Task goal
From start to finish, set down the entries below exactly, leaving out the pictures.

Provided records
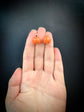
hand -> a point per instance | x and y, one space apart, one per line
39 86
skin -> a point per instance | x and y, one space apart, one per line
39 86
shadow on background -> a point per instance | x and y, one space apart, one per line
65 19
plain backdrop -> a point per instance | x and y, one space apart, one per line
65 19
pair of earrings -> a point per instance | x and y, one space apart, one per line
46 39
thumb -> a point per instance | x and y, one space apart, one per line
14 85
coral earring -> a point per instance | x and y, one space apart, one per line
46 39
36 40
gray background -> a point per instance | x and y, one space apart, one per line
65 19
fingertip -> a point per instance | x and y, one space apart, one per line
57 54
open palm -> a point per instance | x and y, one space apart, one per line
39 86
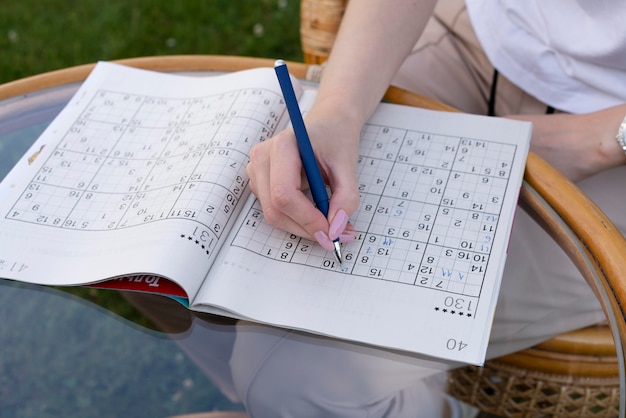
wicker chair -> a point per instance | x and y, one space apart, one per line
577 374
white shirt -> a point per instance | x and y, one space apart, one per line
570 54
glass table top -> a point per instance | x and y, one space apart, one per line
75 352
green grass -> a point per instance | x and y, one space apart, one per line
42 35
46 371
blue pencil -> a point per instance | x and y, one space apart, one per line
309 162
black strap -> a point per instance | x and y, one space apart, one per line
491 111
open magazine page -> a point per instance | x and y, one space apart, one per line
142 173
438 195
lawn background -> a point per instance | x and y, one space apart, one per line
42 35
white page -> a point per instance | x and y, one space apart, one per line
142 172
390 293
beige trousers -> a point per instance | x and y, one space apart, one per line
448 64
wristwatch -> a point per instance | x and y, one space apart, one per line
621 135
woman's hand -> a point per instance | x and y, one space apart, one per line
277 179
579 146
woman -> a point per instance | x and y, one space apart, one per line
560 65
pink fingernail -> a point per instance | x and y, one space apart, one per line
338 224
324 241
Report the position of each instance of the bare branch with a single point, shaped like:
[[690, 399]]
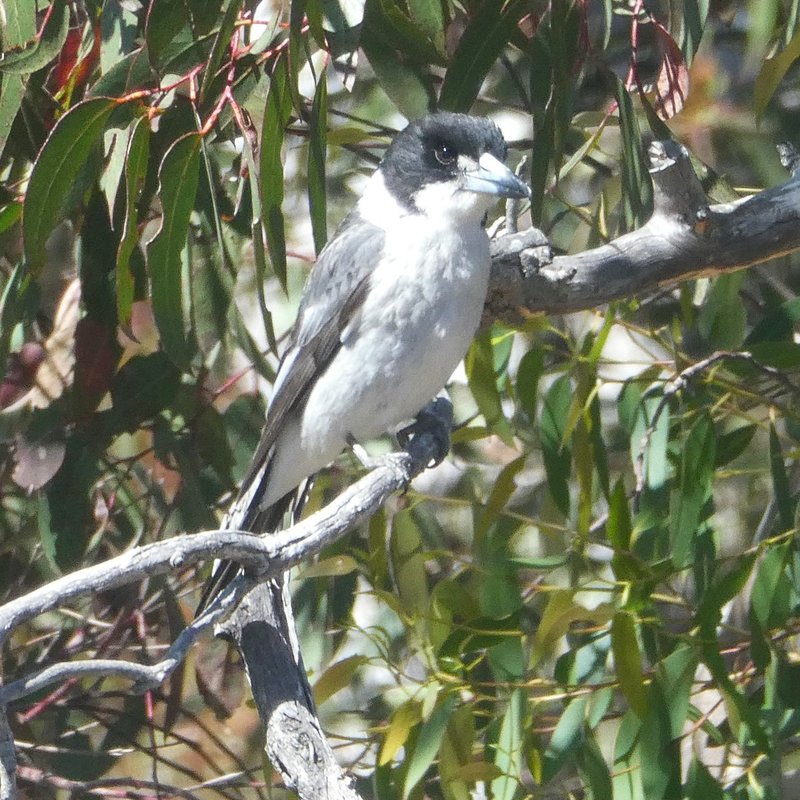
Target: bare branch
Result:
[[684, 238]]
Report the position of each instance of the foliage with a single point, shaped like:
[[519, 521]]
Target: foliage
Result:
[[600, 596]]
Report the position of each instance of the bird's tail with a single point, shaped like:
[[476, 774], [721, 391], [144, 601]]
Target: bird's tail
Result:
[[247, 514]]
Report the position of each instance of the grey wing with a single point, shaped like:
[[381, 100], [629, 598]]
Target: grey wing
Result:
[[332, 297]]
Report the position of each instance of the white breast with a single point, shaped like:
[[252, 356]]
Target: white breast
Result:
[[422, 309]]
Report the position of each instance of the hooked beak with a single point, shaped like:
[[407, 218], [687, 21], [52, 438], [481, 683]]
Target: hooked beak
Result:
[[493, 177]]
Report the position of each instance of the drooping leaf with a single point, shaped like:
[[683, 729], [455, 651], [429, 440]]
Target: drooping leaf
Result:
[[555, 451], [482, 380], [143, 387], [508, 749], [20, 27], [484, 38], [628, 660], [178, 179], [276, 116], [780, 480], [566, 738], [337, 676], [317, 147], [43, 48], [136, 159], [427, 744], [65, 153], [694, 490], [772, 73], [400, 725], [660, 751]]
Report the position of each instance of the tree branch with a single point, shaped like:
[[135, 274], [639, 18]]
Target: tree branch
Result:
[[264, 557], [684, 238]]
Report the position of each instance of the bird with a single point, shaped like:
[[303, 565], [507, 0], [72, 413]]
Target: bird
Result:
[[388, 311]]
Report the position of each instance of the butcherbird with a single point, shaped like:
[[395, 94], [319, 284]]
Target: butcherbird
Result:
[[388, 312]]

Solved exercise
hand -> a point per instance | x and y, one space apart, one per line
39 86
skin -> a point per instance | x and y, one space apart, one per line
39 86
shadow on background -> a point per instance | x and y, one space apart, one per line
65 19
plain backdrop -> a point per instance | x and y, one space apart, one per line
65 19
pair of earrings -> a point per instance | x and y, one space apart, one per line
46 39
thumb -> a point per instance | x and y, one space apart, one per line
14 85
coral earring -> a point per instance | x and y, one space apart, one per line
46 39
36 40
gray background -> a point per instance | x and y, one space apart, one per line
65 19
fingertip -> a point per instance | x and y, one space apart, one per line
57 54
open palm -> a point per instance | x and y, one space apart, one per line
39 86
wicker chair -> a point per instance | x and y, one space apart, one per line
577 374
white shirt -> a point per instance | x and y, one space apart, one per line
570 54
glass table top -> a point per instance | x and y, one space apart, one per line
75 352
green grass -> a point per instance | x and y, one space apart, one per line
42 35
46 371
blue pencil -> a point per instance | x and y, one space apart, one per line
309 162
black strap -> a point per instance | x and y, one space apart, one per line
491 111
open magazine page -> a point per instance | x and y, one space apart, one per line
142 173
438 195
lawn background -> a point per instance | x and y, one space apart, one per line
42 35
white page -> a point per instance | x and y, one space apart, one per line
142 172
390 293
beige trousers -> a point per instance | x and y, one space apart, one per line
448 64
wristwatch -> a point per instance | x and y, one space apart, one per line
621 135
woman's hand -> a point per instance | x and y, one space apart, one per line
277 179
579 146
woman -> a point per instance | x and y, one space apart, one per line
560 65
pink fingernail -> a point per instance | x and y, one space apart, one per line
338 224
324 241
Report the position of each instance of the bare branch with a single point, shaped like:
[[690, 399]]
Target: bare branch
Result:
[[684, 238]]
Report the position of each instance of the foliage with a single point, shaped like:
[[519, 521]]
Target: foliage
Result:
[[600, 596]]
Report the position of each instance of the bird's tail with a single point, shaped like:
[[476, 774], [721, 391], [144, 601]]
Target: bird's tail
Result:
[[247, 514]]
Report the position of each instance of the grey wing with a single point, shaped like:
[[381, 100], [629, 598]]
Target: grey wing
Result:
[[332, 297]]
Report the position of each instance of the white breast with a single point, shaped like:
[[252, 356]]
Target: white breast
Result:
[[422, 309]]
Report the position of each instance of the hooked beak with a single point, shaped like:
[[407, 218], [687, 21], [52, 438], [481, 683]]
Target: hooked beak
Result:
[[493, 177]]
Report the position of each instance of the drooping leaf with a single point, shaped like:
[[683, 729], [455, 651], [429, 440]]
Target: drooping leaf
Result:
[[555, 451], [482, 380], [143, 387], [508, 749], [20, 27], [484, 38], [628, 660], [178, 179], [276, 116], [780, 480], [566, 738], [337, 676], [317, 147], [43, 48], [136, 159], [427, 744], [65, 153], [694, 490], [772, 73], [400, 725], [660, 751]]
Report the position of each instance of the tree branch with a single point, shaped like:
[[135, 274], [639, 18]]
Target: tree branch
Result:
[[264, 557], [684, 238]]
Report the position of each instance of the bird with a single point, shaped like:
[[303, 565], [507, 0], [72, 413]]
Target: bird
Result:
[[388, 311]]
Report the position of each instance of the butcherbird with a single point, shaped like:
[[395, 94], [319, 284]]
Target: butcherbird
Result:
[[388, 312]]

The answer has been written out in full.